| TEXT BLOCK |

If you are one who follows a monthly budget, no doubt a majority of your expenses come from the food items in your grocery cart. Monthly stock up trips are punctuated by weekly if not daily grocery runs for the forgotten item or the perishable items that need to be used right away.
The USDA publishes a monthly food cost report, which provides a snapshot of the typical cost of food for households of different sizes, individuals, and spending levels.
You can use this report as a guideline for setting your food spending level.
When buying food you need to keep your priorities in check. If you stick to these 4 guidelines you will have a healthier wallet and waistline:
Priority 1: Nutrition: your food choices should focus on nutrient dense foods consisting of high quality proteins, vegetables, fruits, whole grain carbohydrates, good fats ( those with polyunsaturated and monounsaturated fatty acids) fiber, vitamins and minerals. The USDA recommends making ½ your plate fruits and vegetables at each meal, at least ½ of your daily intake of grains whole, and choosing from a variety of protein sources including seafood, beans and peas, and nuts as well as lean meats, poultry, and eggs.
Priority 2: Cost versus Value. Be careful where you put your money. That bag of chips or 16 pack of soda on sale is a marketing tool known as a loss leader used by stores to bring you inside. Keep in mind buying nutrition is your first priority; therefore, put your dollars towards getting the most bang for your buck nutrition wise. To fight the urge to splurge on junk food when you see it on sale, have a list of nutritious alternatives with you when you go grocery shopping that will give you the will power to resist the marketing pressure.
Priority 3: Flavor. Being cost-conscious does not necessarily mean sacrificing flavor. Fresh is best. Buying fresh fruit and vegetable items that are seasonal will deliver the most flavor to your tastebuds with the lowest impact on your wallet. Go in with another family and buy a whole cow, or if you enjoy fishing, bring home your fresh catch. With a little bit of imagination, anyone can eat great tasting food that is packed with nutrition void of additives.
Priority 4: Convenience: Rely less on preservatives, hidden sugar, and fat-laden prepackaged and frozen foods. While quick and convenient, you are paying for the processing more than the actual nutrients derived from the food. Cook from scratch more often; control your ingredients; and cook in batches that you can freeze and save for another meal later.
Many Americans have their priorities inverted. They choose foods that are convenient and tasty, yet they sacrifice their finances and health in the process; however, with the above priorities in mind and your nutrition needs forefront, you can be assured you are feeding yourself and your family optimally.

| EXERCISE INSTRUCTIONS |
Rewrite the stretch of the grocery budgeting text above from "If you are one" through "used right away.", substituting "shopping basket" for "grocery cart".

| DATA LISTING |
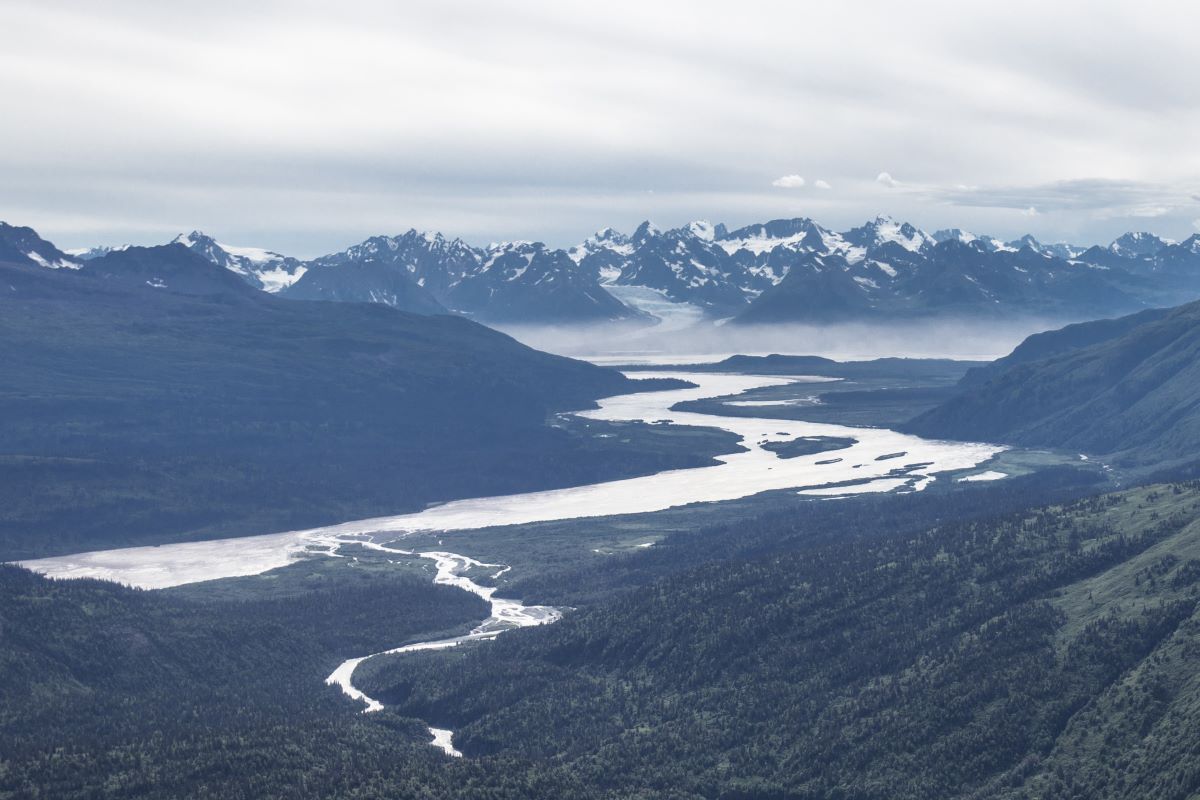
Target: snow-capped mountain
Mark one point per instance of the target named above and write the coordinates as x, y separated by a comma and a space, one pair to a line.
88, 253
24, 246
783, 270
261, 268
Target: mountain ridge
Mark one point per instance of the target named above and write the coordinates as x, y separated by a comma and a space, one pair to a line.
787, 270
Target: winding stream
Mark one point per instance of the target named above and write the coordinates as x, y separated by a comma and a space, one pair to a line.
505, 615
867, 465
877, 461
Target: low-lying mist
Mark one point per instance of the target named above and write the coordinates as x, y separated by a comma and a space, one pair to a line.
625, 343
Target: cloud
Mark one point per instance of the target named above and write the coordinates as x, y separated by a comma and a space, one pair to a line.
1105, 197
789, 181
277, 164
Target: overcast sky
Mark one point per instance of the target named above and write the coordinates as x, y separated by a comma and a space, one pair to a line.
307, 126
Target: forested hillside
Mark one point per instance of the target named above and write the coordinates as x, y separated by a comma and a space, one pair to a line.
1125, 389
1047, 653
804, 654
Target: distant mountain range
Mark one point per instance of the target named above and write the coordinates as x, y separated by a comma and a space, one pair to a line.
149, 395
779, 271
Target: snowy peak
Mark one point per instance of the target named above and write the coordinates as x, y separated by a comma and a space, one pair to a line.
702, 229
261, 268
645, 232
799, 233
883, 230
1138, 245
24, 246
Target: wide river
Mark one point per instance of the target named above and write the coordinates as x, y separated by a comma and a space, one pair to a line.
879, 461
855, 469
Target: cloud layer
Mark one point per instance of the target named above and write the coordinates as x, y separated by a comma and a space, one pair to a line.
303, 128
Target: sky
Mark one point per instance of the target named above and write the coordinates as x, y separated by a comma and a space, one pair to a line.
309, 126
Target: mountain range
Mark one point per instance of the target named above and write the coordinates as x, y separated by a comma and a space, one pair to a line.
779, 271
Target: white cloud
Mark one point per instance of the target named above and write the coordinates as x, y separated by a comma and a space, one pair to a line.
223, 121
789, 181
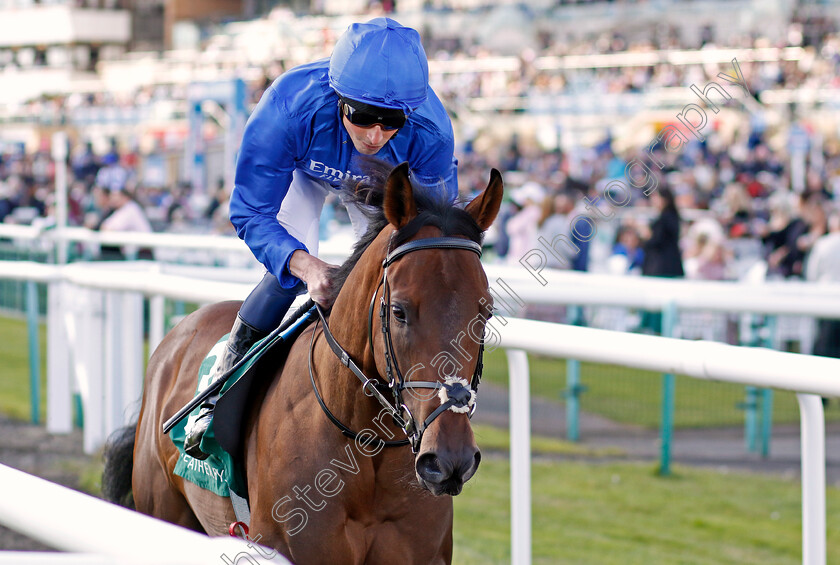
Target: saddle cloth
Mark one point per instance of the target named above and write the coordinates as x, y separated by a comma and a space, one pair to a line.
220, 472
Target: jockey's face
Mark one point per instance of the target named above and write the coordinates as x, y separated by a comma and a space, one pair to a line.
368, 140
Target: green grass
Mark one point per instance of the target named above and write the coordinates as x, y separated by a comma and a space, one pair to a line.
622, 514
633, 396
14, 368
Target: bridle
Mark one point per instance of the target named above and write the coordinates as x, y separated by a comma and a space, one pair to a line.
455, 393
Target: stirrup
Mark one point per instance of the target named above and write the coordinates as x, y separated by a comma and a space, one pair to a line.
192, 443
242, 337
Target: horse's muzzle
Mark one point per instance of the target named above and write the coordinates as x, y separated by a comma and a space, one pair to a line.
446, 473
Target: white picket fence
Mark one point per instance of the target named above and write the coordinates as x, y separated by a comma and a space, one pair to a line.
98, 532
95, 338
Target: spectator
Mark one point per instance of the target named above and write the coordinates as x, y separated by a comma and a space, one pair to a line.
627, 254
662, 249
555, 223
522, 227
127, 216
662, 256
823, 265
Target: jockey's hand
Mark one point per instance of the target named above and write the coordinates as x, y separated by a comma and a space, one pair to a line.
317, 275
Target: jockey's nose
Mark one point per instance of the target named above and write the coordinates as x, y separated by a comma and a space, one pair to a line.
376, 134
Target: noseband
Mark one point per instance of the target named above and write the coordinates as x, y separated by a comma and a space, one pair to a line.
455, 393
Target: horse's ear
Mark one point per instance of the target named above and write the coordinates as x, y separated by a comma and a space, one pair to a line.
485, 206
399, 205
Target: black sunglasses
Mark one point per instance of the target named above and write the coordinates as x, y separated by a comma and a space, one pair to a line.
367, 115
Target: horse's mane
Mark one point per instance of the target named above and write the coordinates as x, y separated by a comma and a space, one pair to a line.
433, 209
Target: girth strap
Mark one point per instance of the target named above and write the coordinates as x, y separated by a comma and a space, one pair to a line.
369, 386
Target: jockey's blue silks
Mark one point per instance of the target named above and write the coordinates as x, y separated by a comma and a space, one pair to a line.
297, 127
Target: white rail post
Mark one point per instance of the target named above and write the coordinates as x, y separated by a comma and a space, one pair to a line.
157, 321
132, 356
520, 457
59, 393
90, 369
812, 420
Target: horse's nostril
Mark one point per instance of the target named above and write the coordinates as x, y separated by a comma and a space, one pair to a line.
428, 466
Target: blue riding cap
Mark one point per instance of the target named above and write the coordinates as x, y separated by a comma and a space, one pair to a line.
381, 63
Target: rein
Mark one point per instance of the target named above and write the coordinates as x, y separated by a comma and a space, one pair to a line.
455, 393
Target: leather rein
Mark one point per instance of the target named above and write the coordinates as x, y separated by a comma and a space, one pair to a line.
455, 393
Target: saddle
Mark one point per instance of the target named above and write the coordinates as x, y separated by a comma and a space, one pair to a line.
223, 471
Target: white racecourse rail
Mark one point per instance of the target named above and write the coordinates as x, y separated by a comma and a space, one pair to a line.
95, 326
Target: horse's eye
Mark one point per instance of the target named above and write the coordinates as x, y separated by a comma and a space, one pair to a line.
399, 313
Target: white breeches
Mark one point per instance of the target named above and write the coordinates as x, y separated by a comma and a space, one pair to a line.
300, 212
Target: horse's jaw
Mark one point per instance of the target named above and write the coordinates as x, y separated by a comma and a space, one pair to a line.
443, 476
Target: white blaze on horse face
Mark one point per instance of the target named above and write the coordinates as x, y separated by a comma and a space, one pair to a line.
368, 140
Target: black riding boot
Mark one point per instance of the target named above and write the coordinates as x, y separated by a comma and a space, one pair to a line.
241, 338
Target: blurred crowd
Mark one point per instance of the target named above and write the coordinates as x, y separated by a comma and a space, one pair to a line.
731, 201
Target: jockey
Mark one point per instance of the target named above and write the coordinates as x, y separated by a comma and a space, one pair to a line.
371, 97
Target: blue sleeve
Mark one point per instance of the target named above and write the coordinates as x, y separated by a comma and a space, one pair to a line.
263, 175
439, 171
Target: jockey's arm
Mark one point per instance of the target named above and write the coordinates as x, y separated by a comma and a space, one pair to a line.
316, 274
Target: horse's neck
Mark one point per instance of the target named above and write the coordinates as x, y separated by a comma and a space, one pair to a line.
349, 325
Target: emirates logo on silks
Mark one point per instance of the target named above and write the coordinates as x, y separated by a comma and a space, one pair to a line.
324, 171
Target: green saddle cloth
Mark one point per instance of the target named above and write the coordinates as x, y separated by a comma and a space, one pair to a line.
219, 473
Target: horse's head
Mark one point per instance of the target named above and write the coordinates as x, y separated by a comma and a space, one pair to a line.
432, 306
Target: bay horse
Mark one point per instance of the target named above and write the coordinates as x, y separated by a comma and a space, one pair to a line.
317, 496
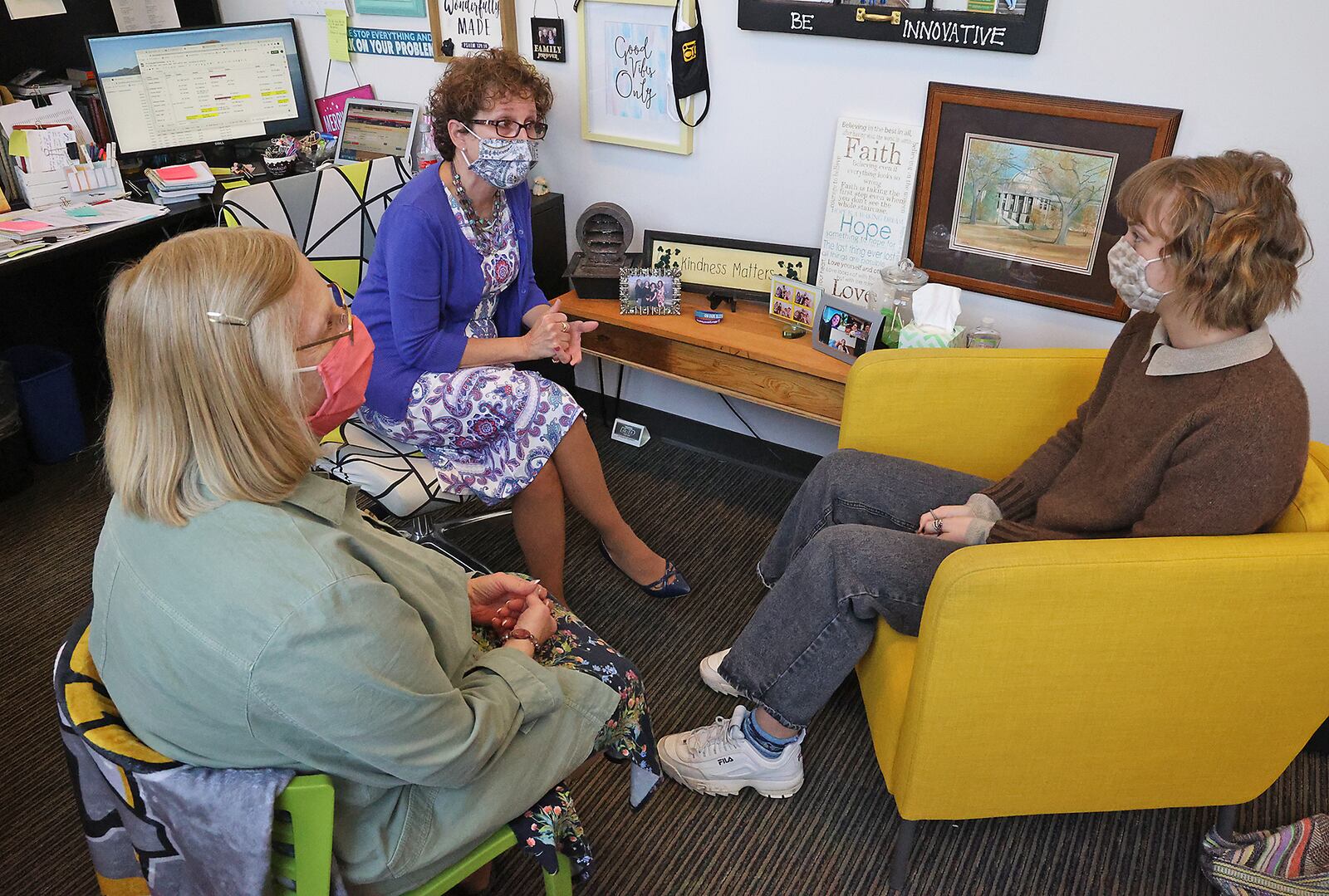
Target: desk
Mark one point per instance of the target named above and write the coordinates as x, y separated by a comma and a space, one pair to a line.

| YOUR SOLUTION |
If you are one who follows a monthly budget, no doubt a majority of your expenses come from the food items in your shopping basket. Monthly stock up trips are punctuated by weekly if not daily grocery runs for the forgotten item or the perishable items that need to be used right away.